- [TEXT FOR ANALYSIS]:
Blac Chyna opens up about cosmetic treatments revealing her quest for perfection was literally blinding.
During a recent Instagram Live, the video vixen turned entrepreneur, who has undergone a dramatic transformation in recent years—including the removal of facial fillers—revealed that her appearance has significantly improved since she stopped using dermal injections. “Yeah, my face is way better,” she said while responding to fan questions. “Way, way better. I had ‘filler blindness,’” she added, explaining that she was “blind to the fillers.”
According to Blac Chyna, she kept returning for more facial injections, admitting she was “looking crazy.” However, she’s since turned things around, unveiling a fresh new look in a “no filter” selfie earlier this spring. “Just pure skin, baby…and the sun,” she said.
In March 2023, the socialite and entrepreneur revealed she had silicon from illegal injections removed from her buttocks and had face fillers in her jaw, lips, and cheeks dissolved.
“This is me now,” she explained during an appearance on The Tamron Hall Show. “So you can see the difference, right here in the cheek area. Yeah, see when I smile, now you can see all of my teeth. I had so much filler in my lips that I could barely smile, but you see now when I smile.”
As part of her transformation, Blac Chyna also gave up drugs and alcohol, celebrating 21 months of sobriety in June. She shared a video of herself dancing in her backyard while holding a sign that read, “21 months sober.”
Last year, during an interview with Tamron Hall, Blac Chyna revealed that she is completely finished with plastic surgery procedures.
“I’m done with it y’all. No more,” she stated. When asked why she had initially opted for cosmetic work, Chyna replied, “Insecurities and, honestly, what was kind of in at that moment.”
“Being in the industry, you want to have this image of yourself to look perfect,” she continued. “And there’s no such thing as that. There’s no such thing.”
Chyna also reflected on her past, saying, “I was an exotic dancer for six years, from the ages of 18 to 24 years old.” She explained that being in the strip club environment led her to compare herself to others and feel pressured to alter her body. “I’m looking at the [other] women, I’m looking at myself like, ‘Okay, that’s not it. This is not gonna make the money. This is not gonna do it.’ So I felt the pressures of trying to hurry up and build my body when I should’ve just waited until I was older.”
“At 19, 18 years old, your body’s not developed. In my mind set, I wasn’t thinking about that, and nobody was telling me, you know, right from wrong,” she added. “It was the golden ticket. I was not worried about [the health risks] at all.”

Stored data entries
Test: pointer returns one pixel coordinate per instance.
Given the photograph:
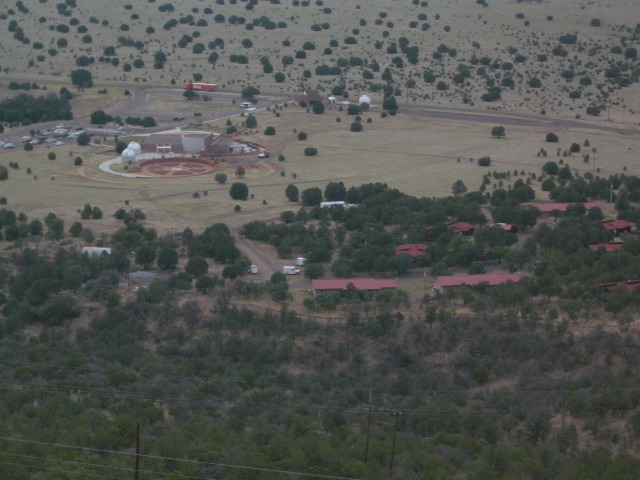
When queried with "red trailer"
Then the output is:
(207, 87)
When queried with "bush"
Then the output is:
(595, 111)
(221, 177)
(251, 122)
(550, 168)
(239, 191)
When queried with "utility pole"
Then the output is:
(366, 446)
(393, 413)
(393, 445)
(136, 475)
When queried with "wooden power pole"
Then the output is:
(136, 475)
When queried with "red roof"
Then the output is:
(609, 246)
(358, 283)
(412, 249)
(473, 280)
(612, 225)
(549, 207)
(505, 226)
(629, 285)
(460, 227)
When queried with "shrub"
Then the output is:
(239, 191)
(551, 138)
(310, 152)
(550, 168)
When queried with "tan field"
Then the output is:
(416, 154)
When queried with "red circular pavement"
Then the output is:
(175, 167)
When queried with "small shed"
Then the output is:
(447, 282)
(461, 228)
(325, 286)
(507, 227)
(547, 208)
(414, 250)
(616, 227)
(94, 252)
(607, 246)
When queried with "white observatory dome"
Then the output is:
(364, 99)
(135, 146)
(128, 155)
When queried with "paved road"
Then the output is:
(139, 104)
(505, 118)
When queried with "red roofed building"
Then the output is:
(616, 226)
(323, 286)
(550, 207)
(505, 226)
(445, 282)
(629, 285)
(414, 250)
(461, 228)
(608, 246)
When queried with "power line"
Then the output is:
(157, 457)
(84, 474)
(99, 465)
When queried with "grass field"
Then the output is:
(457, 29)
(414, 154)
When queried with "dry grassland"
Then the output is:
(462, 25)
(413, 154)
(417, 155)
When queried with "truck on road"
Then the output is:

- [EXERCISE INSTRUCTIONS]:
1) In the article about Blac Chyna, name the parts of her face where she had fillers dissolved.
2) According to the article about Blac Chyna, how many months of sobriety was she celebrating in June?
3) Write out the article about Blac Chyna from "During a recent" up to and including "and cheeks dissolved.".
The records play no part in what comes next.

- [RESPONSES FOR EACH TASK]:
1) Jaw, lips, and cheeks

2) 21 months

3)
During a recent Instagram Live, the video vixen turned entrepreneur, who has undergone a dramatic transformation in recent years—including the removal of facial fillers—revealed that her appearance has significantly improved since she stopped using dermal injections. “Yeah, my face is way better,” she said while responding to fan questions. “Way, way better. I had ‘filler blindness,’” she added, explaining that she was “blind to the fillers.”
According to Blac Chyna, she kept returning for more facial injections, admitting she was “looking crazy.” However, she’s since turned things around, unveiling a fresh new look in a “no filter” selfie earlier this spring. “Just pure skin, baby…and the sun,” she said.
In March 2023, the socialite and entrepreneur revealed she had silicon from illegal injections removed from her buttocks and had face fillers in her jaw, lips, and cheeks dissolved.